Directives:
• A. According to the piece on the Kentucky battery materials plant, how many jobs are to be created in the final expansion?
• B. Rewrite the passage of the Kentucky battery plant piece starting with "An investment of" and going on through "from the announcement.", replacing "first stage" with "initial phase".

Page excerpt:

────

The US company Ascend Elements has announced plans to invest up to one billion US dollars in a factory for the production of sustainable battery materials for electric vehicles in southwestern Kentucky. Production is scheduled to start at the end of 2023.
The Hopkinsville facility, which is expected to begin construction this year and be operational by the end of 2023, will use the company’s “hydro-to-cathode” technology, which processes black mass from recycled electric vehicle batteries directly into new cathode materials – without the usual intermediate step of hydrometallurgically splitting the black mass into the individual materials to then produce new cathode materials.
An investment of 310 million US dollars (currently 304 million euros) is to be made in the first stage of the plant, which is called “Apex 1”. What production capacity this first stage is to offer is not clear from the announcement.
The investment of one billion dollars or 980 million euros will not come together until the last of “several possible” phases. Then the plant should be able to produce enough lithium-ion cathode material for up to 250,000 electric vehicles. It is not known by when this final expansion is to be achieved. Up to 400 jobs are to be created in the final expansion, from engineers and chemists to employees in production and in the warehouse.
Ascend Elements describes its self-developed process technology as a closed manufacturing system. Compared to conventional processes for cathode production, this should produce only “minimal waste and CO2 emissions”. Apex 1 will also have its own chemical recycling facility and a waste-water treatment plant.

────

Data:

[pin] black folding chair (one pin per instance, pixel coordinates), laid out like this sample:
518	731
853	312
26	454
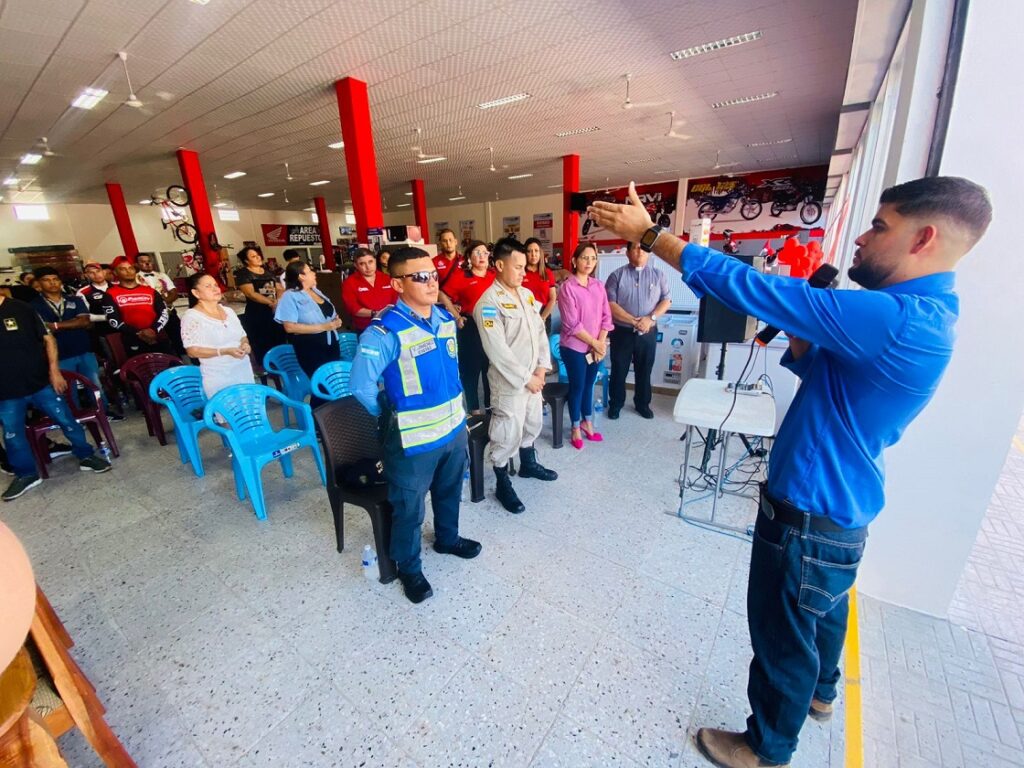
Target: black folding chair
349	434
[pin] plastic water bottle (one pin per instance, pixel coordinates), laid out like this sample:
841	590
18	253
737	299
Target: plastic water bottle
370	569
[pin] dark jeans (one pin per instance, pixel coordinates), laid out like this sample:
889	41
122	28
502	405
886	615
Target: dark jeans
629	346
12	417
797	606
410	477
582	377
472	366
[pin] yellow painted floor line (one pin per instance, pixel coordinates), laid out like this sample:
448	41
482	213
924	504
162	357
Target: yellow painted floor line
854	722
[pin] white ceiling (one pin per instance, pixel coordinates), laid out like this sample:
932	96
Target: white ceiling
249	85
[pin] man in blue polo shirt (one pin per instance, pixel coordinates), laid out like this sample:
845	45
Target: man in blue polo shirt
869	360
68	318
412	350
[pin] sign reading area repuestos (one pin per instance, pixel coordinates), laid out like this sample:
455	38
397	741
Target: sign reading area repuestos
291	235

────

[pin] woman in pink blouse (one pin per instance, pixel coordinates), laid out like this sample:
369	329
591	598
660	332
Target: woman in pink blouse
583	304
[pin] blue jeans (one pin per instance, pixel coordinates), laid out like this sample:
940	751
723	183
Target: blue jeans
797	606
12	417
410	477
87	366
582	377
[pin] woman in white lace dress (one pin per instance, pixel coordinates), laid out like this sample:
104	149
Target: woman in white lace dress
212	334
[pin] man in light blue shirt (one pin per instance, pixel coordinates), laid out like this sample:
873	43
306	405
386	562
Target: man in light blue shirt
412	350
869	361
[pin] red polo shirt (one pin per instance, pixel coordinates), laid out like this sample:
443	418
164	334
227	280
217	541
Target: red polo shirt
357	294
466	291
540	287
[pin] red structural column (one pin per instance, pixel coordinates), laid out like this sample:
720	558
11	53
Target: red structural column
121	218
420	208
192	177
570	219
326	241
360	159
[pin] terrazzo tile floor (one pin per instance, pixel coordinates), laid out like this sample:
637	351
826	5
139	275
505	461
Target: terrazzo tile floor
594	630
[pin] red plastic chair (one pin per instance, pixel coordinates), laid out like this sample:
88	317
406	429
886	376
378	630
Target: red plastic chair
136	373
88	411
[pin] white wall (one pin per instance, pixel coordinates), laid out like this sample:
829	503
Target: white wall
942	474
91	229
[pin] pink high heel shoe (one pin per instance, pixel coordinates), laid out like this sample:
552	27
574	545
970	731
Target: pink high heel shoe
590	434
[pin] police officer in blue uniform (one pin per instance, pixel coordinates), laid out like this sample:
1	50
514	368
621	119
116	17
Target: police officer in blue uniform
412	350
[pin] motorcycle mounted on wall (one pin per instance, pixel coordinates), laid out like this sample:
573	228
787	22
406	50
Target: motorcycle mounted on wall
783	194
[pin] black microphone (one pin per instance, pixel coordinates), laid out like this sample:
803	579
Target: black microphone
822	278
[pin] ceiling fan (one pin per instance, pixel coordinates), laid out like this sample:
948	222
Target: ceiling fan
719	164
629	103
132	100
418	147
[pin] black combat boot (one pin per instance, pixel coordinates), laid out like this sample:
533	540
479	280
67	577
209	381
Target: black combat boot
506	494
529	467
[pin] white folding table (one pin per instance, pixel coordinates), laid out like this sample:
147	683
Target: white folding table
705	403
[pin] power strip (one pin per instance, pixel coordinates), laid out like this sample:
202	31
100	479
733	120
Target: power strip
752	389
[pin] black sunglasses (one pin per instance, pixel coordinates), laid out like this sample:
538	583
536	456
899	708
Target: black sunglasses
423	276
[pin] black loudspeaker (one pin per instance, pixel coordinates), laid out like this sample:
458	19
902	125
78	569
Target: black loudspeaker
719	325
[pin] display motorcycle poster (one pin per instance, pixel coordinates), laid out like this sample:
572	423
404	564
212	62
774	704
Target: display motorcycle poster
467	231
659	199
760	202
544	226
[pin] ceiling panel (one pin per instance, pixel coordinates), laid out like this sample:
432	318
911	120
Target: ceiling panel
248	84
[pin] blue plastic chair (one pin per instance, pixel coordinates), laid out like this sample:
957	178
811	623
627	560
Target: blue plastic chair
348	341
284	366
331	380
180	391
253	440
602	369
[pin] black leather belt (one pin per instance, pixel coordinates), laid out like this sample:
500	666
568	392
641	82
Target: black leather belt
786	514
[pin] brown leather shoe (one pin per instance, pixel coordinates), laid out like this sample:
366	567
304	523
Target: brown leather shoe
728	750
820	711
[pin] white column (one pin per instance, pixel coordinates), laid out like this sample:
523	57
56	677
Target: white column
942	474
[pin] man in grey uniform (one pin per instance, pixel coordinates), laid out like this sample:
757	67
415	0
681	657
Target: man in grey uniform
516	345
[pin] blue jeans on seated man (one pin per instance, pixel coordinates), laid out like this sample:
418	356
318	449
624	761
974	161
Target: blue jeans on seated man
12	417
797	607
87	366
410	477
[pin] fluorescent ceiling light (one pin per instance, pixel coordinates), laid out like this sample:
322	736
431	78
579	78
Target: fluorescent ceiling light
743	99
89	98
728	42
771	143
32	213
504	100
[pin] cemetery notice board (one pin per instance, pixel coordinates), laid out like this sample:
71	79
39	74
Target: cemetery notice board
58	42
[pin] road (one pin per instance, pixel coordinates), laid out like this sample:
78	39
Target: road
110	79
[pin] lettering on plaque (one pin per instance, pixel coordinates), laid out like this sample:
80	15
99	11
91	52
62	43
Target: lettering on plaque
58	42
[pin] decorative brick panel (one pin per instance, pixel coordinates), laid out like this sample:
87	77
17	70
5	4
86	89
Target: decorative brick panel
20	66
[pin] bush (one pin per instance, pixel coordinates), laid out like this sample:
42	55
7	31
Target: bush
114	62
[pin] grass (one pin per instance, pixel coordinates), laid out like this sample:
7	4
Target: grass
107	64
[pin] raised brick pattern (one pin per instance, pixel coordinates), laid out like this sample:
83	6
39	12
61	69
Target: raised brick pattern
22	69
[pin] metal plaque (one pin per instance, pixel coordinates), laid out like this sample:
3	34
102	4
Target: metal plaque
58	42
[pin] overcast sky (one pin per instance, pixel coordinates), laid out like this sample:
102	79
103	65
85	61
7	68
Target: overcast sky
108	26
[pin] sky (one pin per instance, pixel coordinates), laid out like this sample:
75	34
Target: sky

────

Responses in order:
• A. Up to 400 jobs.

• B.
An investment of 310 million US dollars (currently 304 million euros) is to be made in the initial phase of the plant, which is called “Apex 1”. What production capacity this initial phase is to offer is not clear from the announcement.